(Excerpts from point annotation data)
◇ ◇ ◇

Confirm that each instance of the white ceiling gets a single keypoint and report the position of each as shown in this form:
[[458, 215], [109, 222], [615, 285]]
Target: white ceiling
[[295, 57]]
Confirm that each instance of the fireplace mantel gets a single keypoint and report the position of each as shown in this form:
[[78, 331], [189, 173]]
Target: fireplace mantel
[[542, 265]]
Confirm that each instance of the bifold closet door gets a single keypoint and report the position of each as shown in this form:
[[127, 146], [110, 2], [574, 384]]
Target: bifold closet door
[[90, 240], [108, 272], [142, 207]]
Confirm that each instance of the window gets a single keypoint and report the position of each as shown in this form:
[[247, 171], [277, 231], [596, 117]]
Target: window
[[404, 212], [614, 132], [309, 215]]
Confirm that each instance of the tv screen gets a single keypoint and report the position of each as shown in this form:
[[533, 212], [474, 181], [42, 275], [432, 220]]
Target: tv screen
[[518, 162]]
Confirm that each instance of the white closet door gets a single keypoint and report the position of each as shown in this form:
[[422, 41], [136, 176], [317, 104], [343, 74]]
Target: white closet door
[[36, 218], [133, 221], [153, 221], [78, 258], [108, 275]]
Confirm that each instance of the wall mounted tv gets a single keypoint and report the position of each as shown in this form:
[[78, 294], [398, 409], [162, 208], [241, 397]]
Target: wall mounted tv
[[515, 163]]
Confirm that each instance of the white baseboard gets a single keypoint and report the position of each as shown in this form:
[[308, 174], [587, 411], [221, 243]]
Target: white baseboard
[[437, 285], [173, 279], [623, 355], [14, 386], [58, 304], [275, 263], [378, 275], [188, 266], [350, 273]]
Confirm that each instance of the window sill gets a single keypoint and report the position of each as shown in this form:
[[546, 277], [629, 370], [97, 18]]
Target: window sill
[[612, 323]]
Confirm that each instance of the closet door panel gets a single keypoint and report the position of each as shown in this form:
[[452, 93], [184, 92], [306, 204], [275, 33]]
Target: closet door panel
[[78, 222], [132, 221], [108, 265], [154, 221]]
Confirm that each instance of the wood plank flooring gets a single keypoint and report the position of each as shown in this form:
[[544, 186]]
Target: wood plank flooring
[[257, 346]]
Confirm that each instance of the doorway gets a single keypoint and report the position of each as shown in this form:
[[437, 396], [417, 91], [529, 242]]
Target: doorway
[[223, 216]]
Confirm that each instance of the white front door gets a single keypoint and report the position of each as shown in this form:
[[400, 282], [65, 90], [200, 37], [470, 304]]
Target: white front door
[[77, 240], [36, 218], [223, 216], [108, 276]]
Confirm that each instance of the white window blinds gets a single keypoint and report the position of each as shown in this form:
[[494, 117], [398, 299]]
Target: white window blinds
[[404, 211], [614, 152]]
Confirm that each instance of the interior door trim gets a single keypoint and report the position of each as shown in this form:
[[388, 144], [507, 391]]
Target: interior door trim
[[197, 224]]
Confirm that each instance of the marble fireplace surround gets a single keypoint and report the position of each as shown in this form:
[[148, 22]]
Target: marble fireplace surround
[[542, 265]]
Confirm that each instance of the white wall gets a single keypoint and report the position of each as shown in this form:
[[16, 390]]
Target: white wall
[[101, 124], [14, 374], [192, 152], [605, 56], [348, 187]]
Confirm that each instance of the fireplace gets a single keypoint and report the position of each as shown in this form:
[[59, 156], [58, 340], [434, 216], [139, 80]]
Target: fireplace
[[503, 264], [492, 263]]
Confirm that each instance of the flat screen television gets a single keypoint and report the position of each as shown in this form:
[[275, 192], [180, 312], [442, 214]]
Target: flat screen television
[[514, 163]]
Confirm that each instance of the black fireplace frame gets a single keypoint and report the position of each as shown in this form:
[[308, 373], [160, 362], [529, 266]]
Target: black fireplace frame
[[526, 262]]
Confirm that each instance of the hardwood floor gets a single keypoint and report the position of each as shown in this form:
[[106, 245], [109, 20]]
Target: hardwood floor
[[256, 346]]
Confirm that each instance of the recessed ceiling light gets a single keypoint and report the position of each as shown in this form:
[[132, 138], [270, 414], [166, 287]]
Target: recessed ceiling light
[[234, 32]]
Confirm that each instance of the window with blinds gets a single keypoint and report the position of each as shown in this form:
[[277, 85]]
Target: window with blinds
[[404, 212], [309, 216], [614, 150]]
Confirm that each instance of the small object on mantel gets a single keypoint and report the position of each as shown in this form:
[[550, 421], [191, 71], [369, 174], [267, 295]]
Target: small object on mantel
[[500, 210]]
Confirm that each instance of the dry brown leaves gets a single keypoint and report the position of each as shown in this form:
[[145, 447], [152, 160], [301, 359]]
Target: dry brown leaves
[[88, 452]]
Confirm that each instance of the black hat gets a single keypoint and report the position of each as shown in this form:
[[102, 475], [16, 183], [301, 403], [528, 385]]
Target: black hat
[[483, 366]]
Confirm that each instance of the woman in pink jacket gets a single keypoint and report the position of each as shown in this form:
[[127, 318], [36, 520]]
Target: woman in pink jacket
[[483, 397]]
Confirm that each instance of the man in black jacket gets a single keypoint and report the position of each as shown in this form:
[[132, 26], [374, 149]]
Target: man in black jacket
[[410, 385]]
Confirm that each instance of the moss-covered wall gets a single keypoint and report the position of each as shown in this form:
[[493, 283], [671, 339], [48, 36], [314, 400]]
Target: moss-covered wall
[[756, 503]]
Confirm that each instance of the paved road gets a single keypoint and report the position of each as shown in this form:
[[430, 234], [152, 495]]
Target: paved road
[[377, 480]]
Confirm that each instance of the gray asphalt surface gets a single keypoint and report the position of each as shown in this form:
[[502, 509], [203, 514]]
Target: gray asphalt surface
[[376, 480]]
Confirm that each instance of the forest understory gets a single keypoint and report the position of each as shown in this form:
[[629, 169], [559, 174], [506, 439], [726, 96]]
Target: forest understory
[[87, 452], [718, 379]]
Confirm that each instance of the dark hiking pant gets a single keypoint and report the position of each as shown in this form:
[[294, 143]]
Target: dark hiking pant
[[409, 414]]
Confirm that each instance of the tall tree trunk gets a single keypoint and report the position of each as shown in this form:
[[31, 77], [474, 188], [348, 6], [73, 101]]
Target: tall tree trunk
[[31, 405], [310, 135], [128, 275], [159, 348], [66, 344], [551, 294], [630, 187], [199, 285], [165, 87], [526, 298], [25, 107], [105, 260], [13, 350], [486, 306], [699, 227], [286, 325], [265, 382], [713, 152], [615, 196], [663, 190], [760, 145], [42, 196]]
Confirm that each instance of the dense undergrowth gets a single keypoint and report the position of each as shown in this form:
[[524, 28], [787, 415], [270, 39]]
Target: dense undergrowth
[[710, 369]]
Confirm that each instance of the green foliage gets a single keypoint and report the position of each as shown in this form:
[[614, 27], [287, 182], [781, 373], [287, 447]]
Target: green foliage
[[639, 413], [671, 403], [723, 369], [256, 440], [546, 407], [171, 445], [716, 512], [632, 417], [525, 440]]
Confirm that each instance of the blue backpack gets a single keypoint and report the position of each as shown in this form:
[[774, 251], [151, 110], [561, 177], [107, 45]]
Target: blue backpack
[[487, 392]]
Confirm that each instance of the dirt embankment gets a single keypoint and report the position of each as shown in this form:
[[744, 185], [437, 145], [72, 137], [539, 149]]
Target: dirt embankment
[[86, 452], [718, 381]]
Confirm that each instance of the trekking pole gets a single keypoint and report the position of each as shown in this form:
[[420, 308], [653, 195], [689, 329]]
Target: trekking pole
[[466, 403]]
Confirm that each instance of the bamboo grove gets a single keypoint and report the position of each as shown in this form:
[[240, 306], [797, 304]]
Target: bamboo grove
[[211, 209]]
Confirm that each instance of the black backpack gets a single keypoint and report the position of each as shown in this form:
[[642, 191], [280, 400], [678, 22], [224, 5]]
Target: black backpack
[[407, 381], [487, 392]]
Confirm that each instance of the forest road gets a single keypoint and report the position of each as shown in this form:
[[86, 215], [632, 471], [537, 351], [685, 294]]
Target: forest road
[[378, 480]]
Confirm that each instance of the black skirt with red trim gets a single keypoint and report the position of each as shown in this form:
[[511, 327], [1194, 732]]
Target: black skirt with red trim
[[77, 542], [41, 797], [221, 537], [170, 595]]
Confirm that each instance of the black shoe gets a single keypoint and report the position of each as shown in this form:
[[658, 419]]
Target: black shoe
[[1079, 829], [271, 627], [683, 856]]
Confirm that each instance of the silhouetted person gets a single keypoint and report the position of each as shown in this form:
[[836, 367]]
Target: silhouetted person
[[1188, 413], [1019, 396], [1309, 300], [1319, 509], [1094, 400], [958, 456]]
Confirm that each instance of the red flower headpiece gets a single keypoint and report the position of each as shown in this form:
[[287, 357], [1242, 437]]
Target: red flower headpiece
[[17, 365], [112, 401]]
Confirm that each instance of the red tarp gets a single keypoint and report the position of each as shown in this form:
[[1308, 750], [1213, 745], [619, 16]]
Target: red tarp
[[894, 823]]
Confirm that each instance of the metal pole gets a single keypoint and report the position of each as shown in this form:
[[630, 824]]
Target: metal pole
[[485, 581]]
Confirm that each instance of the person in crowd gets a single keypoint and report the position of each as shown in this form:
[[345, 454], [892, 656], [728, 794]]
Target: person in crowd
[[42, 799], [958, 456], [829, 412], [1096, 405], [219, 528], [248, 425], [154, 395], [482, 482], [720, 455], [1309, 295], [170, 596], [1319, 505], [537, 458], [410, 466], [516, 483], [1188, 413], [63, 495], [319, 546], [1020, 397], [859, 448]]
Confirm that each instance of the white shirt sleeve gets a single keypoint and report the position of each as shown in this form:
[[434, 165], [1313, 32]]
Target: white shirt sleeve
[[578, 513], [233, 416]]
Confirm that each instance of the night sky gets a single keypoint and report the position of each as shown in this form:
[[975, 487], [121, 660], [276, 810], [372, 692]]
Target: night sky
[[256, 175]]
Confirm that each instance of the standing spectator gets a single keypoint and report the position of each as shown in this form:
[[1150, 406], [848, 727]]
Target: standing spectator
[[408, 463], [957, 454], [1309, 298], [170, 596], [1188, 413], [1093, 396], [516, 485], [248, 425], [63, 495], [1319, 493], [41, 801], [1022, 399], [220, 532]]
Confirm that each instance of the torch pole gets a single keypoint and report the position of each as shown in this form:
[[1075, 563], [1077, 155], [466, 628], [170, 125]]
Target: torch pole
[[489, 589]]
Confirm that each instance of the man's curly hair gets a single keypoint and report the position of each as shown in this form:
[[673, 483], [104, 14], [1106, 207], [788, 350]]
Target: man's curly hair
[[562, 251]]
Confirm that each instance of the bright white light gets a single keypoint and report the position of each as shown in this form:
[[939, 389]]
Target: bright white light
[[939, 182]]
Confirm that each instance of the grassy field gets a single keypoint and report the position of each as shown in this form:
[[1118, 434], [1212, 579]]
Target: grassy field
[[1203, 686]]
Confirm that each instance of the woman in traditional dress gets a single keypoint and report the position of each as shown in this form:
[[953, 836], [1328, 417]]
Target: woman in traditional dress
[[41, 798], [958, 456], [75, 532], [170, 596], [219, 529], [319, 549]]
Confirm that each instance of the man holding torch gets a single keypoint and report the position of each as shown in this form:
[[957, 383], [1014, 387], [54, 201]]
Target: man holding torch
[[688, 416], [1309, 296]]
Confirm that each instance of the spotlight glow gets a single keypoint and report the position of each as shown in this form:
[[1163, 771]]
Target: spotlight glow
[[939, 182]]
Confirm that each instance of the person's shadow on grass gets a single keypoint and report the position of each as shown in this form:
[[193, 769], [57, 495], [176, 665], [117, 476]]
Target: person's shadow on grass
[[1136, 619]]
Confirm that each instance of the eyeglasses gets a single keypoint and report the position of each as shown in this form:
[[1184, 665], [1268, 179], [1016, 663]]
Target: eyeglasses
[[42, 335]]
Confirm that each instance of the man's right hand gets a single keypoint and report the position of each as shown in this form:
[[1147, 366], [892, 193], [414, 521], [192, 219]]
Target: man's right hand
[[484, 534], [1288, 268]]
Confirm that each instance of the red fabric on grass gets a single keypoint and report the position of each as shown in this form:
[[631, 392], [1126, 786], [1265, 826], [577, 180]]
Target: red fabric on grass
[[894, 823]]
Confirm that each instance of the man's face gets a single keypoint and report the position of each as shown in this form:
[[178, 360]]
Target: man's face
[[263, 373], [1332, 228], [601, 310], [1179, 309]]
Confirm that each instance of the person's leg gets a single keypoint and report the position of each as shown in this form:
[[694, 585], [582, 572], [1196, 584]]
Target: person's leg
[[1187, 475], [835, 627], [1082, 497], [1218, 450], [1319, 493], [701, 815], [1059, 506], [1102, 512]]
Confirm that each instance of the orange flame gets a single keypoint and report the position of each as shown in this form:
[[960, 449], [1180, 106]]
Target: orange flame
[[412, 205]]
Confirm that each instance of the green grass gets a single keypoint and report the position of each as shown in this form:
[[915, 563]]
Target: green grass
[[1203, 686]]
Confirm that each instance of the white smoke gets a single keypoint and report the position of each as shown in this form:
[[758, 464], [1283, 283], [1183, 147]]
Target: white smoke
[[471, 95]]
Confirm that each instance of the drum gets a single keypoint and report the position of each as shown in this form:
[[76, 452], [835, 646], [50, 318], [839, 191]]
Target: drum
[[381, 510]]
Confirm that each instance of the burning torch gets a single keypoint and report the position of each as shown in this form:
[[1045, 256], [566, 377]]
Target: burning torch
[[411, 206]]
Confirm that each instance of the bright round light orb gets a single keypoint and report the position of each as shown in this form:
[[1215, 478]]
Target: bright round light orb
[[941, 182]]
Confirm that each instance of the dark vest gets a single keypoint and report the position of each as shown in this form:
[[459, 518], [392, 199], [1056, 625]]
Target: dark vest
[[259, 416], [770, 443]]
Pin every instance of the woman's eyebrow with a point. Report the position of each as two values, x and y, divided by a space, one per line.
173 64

◇ ◇ ◇

▶ Task instructions
Copy out the lines of the material above, starting with the line containing "Confirm that each instance of the person's leg" and ending with the line containing "506], [1102, 512]]", both included.

▶ Answer
Confirm that each instance of the person's leg gets a single keypoint and report the position of each as shown in this form:
[[694, 585], [582, 572], [1196, 584]]
Target: person's leg
[[1187, 475], [835, 627], [1082, 497], [1218, 450], [1319, 493], [701, 815], [1059, 506], [1102, 512]]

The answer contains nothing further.